It's the new me....in an avatar anyway. Just wasn't feelin' all that {hot} in the last one. Took this pic tonight in dd's room and then played with a few filters in adobe to get the fashionista look. I like it. For now.

Dh is still redoing the bathroom. Plumbing is done and most of the sheet rock is up. I am really amazed that he has done as much as he has this week. I might actually have a "pot to pee in" by November. The house looks like a Tornado hit it, but oh well. No use dusting when he keeps making MORE. DD and I just stay in our nice basement and let the chaos go on above us. It's like our little sanctuary. Me and my little princess.

I must have noticed at least 10 times today how beautiful dd is. I mean she really is beautiful. Her blue eyes are stunning, her little lips and those chubby cheeks. I feel like I could never love ANYTHING as much as I love her. She is heaven on Earth. I kiss her at least a ZILLION times a day....because I know one day, she's gonna tell me to stop....and that's going to kill me! So I'm getting in as many kisses as I can!

Dd's new thing is playing with my hands as she falls asleep. I can't help but let the tears fall as I watch her drift off as her tiny fingers play with mine. And when she is finally asleep, she holds me tight. She fills me with such joy.

I've got to play around with more pics for the upcoming kits....and I must get them printed asap. Going to start working on designs as well in my sketch book. I have a few ideas....LOVING all the new papers I'm getting from TSS and GTTLC. At this rate, I'll never have to buy scrap supplies again....YA RIGHT>>>

Saturday, October 8, 2005

I suck today



I really do....for many reasons. I hate days like this. And they always seem to come with the rain. Since the forecast says the rain should be here for a few more days, I'm sure this mood will stick around as well.

Nugget is officially gone to a better home with a family who can give him the attention he needs. Dh said he seemed really happy to be there with the other dog they have. And the husband takes the dogs to the park everynight...which is about 1000 times more frequent than we've ever taken Nugget. So in a way I am sad that my little "d" is gone, but I know it is for the best...for all of us. I miss you my first baby...I'm so sorry you had to go.

My long lost friend, one of my best, emailed me today after five long months of not talking. It literally brought tears to my eyes. She is such an inspiration to me. One of her daughter's is autistic and is now going through some more medical problems...but she is still strong and a beautiful person inside and out. I'm so happy that we have reconnected. She gives me the inspiration to push forward through all the issues I face everyday. And her humor through it all is KICK ASS. I've never laughed so hard and so true with someone! Can't wait for us to get together...

- [Data listing]
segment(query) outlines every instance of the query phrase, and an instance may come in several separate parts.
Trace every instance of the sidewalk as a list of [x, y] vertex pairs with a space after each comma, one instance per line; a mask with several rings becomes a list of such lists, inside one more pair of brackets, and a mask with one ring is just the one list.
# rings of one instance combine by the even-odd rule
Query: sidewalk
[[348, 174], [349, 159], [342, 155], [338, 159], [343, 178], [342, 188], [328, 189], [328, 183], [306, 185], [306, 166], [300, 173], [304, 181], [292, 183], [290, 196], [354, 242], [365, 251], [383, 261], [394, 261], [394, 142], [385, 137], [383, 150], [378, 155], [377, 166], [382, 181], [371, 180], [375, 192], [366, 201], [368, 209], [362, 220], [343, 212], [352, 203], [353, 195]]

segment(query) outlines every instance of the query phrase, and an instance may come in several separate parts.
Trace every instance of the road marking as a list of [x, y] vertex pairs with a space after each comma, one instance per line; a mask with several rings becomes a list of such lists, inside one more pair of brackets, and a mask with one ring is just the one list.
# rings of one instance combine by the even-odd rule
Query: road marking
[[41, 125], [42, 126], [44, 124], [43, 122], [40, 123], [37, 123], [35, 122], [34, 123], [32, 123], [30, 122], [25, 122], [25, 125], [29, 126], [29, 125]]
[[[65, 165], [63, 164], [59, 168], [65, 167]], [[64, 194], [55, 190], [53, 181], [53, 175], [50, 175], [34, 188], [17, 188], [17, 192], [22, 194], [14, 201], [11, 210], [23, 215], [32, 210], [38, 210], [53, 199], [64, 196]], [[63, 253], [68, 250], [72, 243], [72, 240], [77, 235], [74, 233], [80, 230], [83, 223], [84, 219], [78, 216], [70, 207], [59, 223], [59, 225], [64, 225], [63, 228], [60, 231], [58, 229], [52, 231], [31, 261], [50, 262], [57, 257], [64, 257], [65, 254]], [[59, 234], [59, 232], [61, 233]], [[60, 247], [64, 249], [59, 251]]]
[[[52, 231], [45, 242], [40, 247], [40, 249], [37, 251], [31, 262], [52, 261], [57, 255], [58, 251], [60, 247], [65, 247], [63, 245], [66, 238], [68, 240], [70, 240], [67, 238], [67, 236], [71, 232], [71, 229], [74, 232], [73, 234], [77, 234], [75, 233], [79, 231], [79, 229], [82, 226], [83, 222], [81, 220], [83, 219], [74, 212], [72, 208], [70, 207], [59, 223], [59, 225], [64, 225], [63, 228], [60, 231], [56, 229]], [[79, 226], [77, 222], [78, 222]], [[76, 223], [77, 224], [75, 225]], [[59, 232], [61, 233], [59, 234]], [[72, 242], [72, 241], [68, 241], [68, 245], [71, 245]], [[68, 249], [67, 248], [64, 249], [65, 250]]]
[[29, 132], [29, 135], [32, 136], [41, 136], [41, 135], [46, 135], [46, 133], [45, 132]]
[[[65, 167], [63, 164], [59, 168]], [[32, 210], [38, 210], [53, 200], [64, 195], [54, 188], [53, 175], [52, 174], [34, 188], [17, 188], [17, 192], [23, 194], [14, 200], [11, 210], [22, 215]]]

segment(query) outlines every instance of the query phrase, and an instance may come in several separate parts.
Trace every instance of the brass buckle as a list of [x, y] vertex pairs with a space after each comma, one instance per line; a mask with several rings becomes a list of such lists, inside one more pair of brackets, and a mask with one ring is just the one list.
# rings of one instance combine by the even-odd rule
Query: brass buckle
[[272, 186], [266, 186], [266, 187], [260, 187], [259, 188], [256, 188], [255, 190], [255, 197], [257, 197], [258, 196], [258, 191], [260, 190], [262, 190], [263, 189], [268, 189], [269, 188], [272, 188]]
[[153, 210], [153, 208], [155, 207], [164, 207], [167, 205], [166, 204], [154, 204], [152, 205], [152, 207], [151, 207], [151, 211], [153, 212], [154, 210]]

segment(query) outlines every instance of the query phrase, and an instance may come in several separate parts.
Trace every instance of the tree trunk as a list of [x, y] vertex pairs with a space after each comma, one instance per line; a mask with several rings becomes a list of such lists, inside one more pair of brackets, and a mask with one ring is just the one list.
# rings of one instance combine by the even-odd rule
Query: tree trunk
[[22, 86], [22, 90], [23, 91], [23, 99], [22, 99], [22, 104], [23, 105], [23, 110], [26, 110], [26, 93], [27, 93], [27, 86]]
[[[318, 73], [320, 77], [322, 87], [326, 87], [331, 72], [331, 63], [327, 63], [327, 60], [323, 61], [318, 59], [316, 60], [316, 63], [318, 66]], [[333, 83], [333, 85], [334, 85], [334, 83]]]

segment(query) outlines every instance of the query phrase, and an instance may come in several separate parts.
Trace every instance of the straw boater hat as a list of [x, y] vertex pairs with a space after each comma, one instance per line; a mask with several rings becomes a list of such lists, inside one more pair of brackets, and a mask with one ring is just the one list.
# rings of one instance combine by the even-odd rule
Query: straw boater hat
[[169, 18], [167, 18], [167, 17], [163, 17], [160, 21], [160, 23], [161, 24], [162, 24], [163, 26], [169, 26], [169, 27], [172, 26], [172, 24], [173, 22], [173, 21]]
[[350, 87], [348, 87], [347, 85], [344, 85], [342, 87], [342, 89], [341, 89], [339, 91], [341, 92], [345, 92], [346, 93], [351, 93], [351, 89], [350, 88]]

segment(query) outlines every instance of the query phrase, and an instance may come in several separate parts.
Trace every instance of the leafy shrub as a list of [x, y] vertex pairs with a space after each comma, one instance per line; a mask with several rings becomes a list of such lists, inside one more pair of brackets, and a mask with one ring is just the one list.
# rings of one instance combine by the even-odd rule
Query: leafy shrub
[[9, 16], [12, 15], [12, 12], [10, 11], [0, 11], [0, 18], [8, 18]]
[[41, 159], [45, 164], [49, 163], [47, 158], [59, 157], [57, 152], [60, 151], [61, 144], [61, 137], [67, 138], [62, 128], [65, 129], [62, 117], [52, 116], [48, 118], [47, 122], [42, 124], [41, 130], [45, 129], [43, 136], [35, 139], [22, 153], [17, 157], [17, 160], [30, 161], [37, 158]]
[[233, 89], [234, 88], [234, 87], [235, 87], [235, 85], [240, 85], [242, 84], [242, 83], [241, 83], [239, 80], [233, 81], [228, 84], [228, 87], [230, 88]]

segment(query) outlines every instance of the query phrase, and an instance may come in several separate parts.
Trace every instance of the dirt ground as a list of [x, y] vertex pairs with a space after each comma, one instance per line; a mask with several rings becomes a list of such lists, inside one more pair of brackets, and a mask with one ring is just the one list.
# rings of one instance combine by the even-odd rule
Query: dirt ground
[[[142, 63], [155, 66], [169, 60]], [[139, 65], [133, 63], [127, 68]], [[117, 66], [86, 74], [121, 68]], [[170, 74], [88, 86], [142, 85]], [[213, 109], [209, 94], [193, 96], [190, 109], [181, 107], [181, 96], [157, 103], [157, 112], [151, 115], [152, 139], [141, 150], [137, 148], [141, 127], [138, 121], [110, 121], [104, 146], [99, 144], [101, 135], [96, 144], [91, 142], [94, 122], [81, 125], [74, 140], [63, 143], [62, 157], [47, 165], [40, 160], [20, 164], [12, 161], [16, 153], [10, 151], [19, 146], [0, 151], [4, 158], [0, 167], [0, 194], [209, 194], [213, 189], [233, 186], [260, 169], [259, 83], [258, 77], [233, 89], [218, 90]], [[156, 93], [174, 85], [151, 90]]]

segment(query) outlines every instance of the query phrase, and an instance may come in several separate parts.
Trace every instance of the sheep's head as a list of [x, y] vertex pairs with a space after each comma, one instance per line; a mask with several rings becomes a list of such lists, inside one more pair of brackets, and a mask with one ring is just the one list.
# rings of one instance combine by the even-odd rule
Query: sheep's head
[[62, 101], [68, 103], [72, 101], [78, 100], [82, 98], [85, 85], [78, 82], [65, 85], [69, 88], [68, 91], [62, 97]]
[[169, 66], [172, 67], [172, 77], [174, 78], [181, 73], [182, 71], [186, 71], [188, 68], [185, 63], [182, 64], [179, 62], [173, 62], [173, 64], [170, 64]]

- [Activities]
**A)** For each statement about the blog post, answer yes or no and quote the words of the post that decide it. (i) The bathroom plumbing is finished. (ii) The friend emailed after three months without contact. (iii) Nugget now lives with a family that has another dog.
**B)** Continue the blog post from its final sentence, keeping its voice.
The entries come from a different source than the blog post.

- [Answers for each item]
**A)**
(i) Yes: "Plumbing is done"
(ii) No: "after five long months of not talking"
(iii) Yes: "with the other dog they have"

**B)**
I plan on doing some scrapping tonight. I'm running two ad challenges at the two sites I dt for....which means I have to actually DO them..LOL! I only have one left to do...and my sketch is one I think I'll really like.

I'm starting to swing more toward the "scrapping for ME" than scrapping to get pubbed recently. It stresses me out too much to think about being picked up, and I think my style suffers for it. So from now on, it's just for me, my family, and my dt's. If I happen to get picked up, so be it. But it doesn't define me. There are way too many talented scrappers out there for me to believe that I might actually be a "household" name someday. I have a little following of people who like what I do...and that means the world.

Alright, enough gabbing...need to scrap...I mean clean....NO, who am i kidding...I meant scrap.

Saturday, October 1, 2005

My Eyes Adore You


My baby girl....God has blessed me in so many ways...I know I can push on through the pain and the hurt when I look into her eyes. Without her, I would never have achieved so many of my goals this year. She is my inspiration.

SECRET TOOT REVEALED!!!!

I am now the PROUD PROUD member of TWO fabulous Design Teams!! Along with The Scrapbook Stand, which has become like a home away from home (love that talented and fun team) and I also a new member of GOOD TO THE LAST CROP!! YAHOOOOOOO!

I am so excited to have made this new team! A few months ago I would have never thought I could be on a team...to me it is just so prestigous. And now TWO! Somebody pinch me!